↓

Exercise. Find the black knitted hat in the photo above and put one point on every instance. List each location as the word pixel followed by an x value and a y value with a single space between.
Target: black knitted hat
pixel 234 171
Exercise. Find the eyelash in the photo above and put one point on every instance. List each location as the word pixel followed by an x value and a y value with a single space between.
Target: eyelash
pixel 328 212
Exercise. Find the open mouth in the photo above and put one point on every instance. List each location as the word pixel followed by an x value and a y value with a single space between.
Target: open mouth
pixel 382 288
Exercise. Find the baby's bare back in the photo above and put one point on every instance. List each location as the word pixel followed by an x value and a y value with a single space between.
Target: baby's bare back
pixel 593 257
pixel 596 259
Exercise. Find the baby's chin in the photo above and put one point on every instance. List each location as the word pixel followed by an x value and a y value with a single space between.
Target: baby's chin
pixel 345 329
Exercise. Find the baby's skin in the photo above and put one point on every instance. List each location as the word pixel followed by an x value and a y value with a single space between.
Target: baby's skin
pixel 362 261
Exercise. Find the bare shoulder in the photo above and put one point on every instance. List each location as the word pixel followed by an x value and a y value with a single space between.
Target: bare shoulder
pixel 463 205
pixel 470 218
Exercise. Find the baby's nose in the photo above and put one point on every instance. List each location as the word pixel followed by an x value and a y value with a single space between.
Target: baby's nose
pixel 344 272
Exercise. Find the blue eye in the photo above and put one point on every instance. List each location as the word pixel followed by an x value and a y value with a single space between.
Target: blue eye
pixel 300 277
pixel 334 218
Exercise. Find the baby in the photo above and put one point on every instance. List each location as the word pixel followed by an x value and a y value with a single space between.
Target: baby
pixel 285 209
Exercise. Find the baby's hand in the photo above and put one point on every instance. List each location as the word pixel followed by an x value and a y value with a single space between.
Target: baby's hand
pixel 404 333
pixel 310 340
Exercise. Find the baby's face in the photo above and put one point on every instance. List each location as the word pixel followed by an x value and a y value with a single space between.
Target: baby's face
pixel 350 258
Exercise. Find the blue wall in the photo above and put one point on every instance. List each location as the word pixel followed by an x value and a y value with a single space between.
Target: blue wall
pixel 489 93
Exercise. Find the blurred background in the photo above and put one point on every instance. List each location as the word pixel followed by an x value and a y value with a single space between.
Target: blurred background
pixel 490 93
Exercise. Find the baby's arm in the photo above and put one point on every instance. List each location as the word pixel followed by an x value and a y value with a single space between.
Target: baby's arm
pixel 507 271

↑
↓

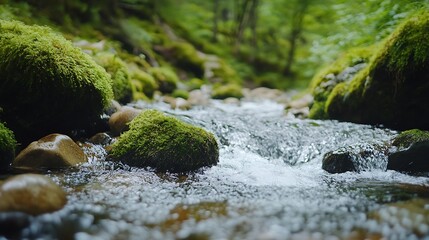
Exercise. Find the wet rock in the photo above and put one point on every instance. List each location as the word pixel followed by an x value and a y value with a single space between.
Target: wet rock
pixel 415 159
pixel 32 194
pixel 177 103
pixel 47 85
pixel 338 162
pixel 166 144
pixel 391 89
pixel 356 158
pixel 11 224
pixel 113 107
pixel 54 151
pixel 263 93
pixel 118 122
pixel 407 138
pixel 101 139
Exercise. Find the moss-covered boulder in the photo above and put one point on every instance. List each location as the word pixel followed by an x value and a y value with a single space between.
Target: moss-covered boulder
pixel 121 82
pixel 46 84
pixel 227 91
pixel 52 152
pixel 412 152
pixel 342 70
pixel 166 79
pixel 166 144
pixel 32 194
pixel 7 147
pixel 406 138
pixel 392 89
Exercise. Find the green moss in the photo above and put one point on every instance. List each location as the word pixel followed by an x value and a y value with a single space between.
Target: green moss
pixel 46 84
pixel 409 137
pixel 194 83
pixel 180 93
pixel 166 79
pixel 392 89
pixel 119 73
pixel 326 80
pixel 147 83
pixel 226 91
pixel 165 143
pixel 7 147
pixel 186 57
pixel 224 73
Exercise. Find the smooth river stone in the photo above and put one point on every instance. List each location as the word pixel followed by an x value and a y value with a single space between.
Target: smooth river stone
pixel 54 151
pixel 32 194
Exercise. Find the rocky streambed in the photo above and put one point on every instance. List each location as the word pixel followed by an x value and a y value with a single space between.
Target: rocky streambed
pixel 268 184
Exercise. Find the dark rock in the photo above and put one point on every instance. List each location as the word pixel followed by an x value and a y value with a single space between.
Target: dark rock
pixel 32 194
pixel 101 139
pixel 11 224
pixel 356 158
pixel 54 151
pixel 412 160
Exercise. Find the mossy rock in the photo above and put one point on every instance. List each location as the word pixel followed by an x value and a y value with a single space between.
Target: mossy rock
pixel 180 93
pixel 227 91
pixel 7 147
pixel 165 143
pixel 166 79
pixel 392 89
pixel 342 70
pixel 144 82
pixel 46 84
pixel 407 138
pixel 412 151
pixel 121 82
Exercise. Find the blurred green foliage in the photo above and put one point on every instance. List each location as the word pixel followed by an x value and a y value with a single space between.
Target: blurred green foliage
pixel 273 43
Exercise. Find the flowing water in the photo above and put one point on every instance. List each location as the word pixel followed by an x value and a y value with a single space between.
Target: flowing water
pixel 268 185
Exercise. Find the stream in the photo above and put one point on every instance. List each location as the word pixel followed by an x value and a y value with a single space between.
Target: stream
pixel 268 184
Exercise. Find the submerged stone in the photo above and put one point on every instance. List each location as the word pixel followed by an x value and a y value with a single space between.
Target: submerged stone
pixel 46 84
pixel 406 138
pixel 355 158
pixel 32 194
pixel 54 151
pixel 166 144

↑

◆ **INSTRUCTIONS FOR THE TASK**: Can you print everything from the line containing "Exercise. Find the black" down to the line containing "pixel 234 171", both of those lines included, without changing a character?

◆ **CORRECT OUTPUT**:
Exercise. Find the black knitted hat in the photo above and put one point on every instance. List each location as the word pixel followed by an x value and a y value with a single space between.
Target: black knitted hat
pixel 234 171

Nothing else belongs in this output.